** GIVEN TASK **
Render everything from the first line of the entries down to and including the line containing "[106,0,356,95]" as a Markdown table with columns Row and Line: one row per line, numbered in order, with blank lines omitted.

[start of DATA]

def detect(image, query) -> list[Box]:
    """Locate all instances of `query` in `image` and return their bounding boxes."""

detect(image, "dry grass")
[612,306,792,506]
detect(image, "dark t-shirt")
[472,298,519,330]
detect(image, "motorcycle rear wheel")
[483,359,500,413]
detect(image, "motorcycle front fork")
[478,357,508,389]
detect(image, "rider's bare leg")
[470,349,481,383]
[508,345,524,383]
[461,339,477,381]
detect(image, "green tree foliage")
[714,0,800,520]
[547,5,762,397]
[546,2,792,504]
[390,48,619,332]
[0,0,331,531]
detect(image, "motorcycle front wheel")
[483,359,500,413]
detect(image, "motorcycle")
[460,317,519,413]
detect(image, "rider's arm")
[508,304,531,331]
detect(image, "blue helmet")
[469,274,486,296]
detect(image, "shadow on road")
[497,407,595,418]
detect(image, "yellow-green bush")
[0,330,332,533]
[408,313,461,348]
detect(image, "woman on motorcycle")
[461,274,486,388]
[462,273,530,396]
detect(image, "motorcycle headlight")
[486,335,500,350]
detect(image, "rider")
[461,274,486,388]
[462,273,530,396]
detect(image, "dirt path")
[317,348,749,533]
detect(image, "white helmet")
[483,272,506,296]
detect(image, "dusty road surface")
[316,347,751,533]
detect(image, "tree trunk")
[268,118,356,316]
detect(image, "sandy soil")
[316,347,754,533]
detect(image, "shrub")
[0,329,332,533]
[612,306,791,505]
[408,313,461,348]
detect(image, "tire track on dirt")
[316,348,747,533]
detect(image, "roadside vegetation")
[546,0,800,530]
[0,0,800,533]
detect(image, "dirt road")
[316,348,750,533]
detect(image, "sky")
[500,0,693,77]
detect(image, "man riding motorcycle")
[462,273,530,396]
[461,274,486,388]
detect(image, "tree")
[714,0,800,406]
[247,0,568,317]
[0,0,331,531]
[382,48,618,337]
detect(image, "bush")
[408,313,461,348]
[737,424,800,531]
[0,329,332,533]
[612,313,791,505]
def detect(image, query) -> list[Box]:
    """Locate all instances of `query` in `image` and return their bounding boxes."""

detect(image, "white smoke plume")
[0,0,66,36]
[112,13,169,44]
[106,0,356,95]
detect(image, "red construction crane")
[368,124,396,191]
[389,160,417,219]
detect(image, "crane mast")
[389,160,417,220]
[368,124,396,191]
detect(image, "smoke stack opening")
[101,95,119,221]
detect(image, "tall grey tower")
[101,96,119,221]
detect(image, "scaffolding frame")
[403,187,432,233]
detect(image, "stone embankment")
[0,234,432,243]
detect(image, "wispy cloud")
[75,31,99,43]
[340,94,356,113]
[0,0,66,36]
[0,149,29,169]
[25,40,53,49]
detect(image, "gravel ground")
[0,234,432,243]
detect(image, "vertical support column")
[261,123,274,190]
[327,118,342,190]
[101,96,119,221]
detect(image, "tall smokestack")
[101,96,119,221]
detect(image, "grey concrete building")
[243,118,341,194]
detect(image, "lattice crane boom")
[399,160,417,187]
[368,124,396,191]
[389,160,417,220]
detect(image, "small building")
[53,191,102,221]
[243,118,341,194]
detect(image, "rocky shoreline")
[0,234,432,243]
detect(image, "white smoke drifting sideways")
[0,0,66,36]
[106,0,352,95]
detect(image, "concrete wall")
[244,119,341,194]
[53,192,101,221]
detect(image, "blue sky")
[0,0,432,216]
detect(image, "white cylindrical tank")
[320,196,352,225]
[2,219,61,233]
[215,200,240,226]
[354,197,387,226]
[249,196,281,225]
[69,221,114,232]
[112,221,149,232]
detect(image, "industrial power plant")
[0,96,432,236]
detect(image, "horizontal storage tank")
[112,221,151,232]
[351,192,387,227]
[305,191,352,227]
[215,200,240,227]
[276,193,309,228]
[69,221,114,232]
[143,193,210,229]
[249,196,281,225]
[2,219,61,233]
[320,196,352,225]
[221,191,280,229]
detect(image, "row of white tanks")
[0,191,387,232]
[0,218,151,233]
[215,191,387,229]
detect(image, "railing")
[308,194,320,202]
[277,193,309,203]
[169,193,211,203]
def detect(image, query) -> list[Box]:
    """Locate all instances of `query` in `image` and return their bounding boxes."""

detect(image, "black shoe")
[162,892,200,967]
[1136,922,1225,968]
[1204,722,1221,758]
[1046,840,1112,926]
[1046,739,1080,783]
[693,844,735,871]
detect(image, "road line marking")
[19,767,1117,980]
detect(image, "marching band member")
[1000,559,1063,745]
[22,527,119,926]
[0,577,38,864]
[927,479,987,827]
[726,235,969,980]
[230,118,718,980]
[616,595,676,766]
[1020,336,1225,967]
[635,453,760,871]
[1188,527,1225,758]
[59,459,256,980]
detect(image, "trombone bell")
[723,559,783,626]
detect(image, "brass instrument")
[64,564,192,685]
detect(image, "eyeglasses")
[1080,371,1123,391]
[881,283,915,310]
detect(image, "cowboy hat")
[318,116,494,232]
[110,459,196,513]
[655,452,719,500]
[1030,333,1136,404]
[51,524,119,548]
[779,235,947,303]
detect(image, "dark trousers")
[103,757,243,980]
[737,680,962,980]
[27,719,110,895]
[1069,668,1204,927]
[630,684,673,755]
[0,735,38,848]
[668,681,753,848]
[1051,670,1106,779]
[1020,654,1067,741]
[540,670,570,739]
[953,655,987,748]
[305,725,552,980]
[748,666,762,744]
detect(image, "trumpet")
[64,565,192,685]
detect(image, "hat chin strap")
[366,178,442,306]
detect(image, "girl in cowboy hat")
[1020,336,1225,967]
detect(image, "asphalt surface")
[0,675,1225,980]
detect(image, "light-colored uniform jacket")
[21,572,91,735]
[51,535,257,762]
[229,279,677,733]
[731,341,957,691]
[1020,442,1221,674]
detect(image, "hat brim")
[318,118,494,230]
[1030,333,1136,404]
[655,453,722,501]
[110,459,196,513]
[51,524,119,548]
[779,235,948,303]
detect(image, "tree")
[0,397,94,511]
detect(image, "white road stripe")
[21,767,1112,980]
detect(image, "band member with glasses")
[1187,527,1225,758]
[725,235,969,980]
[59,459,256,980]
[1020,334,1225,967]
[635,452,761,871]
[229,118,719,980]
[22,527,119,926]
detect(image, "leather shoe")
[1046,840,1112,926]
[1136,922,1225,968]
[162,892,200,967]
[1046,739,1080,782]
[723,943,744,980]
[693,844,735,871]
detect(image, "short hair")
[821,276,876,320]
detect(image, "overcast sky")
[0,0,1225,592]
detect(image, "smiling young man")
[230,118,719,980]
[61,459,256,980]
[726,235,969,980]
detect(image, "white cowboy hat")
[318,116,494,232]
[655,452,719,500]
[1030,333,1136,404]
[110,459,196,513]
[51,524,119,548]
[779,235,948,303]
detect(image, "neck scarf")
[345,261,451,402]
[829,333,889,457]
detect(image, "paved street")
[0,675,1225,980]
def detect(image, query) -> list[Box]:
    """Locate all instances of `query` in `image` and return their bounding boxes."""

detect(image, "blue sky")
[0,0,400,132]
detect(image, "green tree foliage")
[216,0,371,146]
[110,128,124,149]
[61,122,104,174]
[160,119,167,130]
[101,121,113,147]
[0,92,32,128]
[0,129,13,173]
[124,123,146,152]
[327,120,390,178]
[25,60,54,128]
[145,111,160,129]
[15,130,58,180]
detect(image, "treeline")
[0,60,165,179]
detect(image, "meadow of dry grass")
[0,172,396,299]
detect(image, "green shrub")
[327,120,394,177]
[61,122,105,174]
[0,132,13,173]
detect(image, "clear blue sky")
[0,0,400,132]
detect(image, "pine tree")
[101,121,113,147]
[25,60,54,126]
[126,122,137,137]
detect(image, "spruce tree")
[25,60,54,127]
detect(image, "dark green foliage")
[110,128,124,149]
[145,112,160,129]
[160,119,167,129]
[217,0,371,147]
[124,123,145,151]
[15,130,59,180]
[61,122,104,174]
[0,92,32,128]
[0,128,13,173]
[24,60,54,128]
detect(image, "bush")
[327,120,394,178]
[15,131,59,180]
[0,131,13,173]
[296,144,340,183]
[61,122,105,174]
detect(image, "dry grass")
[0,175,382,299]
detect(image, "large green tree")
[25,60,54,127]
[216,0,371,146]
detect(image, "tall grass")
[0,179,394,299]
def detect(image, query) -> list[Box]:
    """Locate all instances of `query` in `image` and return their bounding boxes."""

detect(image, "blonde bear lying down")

[end of DATA]

** ANSWER TO THIS PROBLEM **
| Row | Line |
|---|---|
| 1 | def detect(image, query) -> list[Box]: |
| 2 |     """Locate all instances of `query` in `image` and return their bounding boxes.""" |
| 3 | detect(image, "dry grass") |
| 4 | [612,306,792,506] |
| 5 | detect(image, "dark t-shirt") |
| 6 | [472,298,519,330] |
| 7 | detect(image, "motorcycle rear wheel") |
| 8 | [483,359,500,413] |
| 9 | detect(image, "motorcycle front fork") |
| 10 | [478,357,508,389] |
| 11 | detect(image, "rider's bare leg") |
| 12 | [470,349,481,383] |
| 13 | [508,345,524,383] |
| 14 | [461,339,477,381] |
| 15 | detect(image, "green tree foliage") |
| 16 | [714,0,800,520] |
| 17 | [547,5,762,397] |
| 18 | [546,2,792,504] |
| 19 | [390,48,619,332] |
| 20 | [0,0,331,531] |
| 21 | detect(image, "motorcycle front wheel") |
| 22 | [483,359,500,413] |
| 23 | detect(image, "motorcycle") |
| 24 | [460,317,519,413] |
| 25 | detect(image, "rider's arm") |
| 26 | [508,304,531,331] |
| 27 | detect(image, "blue helmet") |
| 28 | [469,274,486,296] |
| 29 | detect(image, "shadow on road") |
| 30 | [497,407,595,418] |
| 31 | detect(image, "yellow-green bush") |
| 32 | [0,330,332,533] |
| 33 | [408,313,461,348] |
| 34 | detect(image, "woman on motorcycle") |
| 35 | [461,274,486,388] |
| 36 | [462,273,530,396] |
| 37 | detect(image, "motorcycle headlight") |
| 38 | [486,335,500,350] |
| 39 | detect(image, "rider") |
| 40 | [461,274,486,388] |
| 41 | [462,273,530,396] |
| 42 | detect(image, "dirt path") |
| 43 | [317,348,749,533] |
| 44 | detect(image, "white helmet") |
| 45 | [483,272,506,296] |
| 46 | detect(image, "dusty road surface") |
| 47 | [316,347,751,533] |
| 48 | detect(image, "tree trunk") |
| 49 | [268,118,356,316] |
| 50 | detect(image, "sandy soil") |
| 51 | [316,347,754,533] |
| 52 | detect(image, "shrub") |
| 53 | [0,329,332,533] |
| 54 | [612,306,791,505] |
| 55 | [408,313,461,348] |
| 56 | detect(image, "tire track on dirt") |
| 57 | [316,348,747,533] |
| 58 | detect(image, "roadside vegetation") |
| 59 | [546,0,800,530] |
| 60 | [0,0,800,533] |
| 61 | detect(image, "dirt road") |
| 62 | [316,348,750,533] |
| 63 | detect(image, "sky") |
| 64 | [500,0,693,77] |
| 65 | detect(image, "man riding motorcycle") |
| 66 | [462,273,530,396] |
| 67 | [461,274,486,388] |
| 68 | detect(image, "tree") |
| 69 | [714,0,800,406] |
| 70 | [247,0,568,317] |
| 71 | [0,0,331,531] |
| 72 | [382,48,618,337] |
| 73 | detect(image, "bush") |
| 74 | [408,313,461,348] |
| 75 | [737,424,800,531] |
| 76 | [0,329,332,533] |
| 77 | [612,313,791,505] |
| 78 | def detect(image, query) -> list[Box]: |
| 79 |     """Locate all instances of `query` in `image` and return their bounding boxes.""" |
| 80 | detect(image, "white smoke plume") |
| 81 | [0,0,66,36] |
| 82 | [112,13,169,44] |
| 83 | [106,0,356,95] |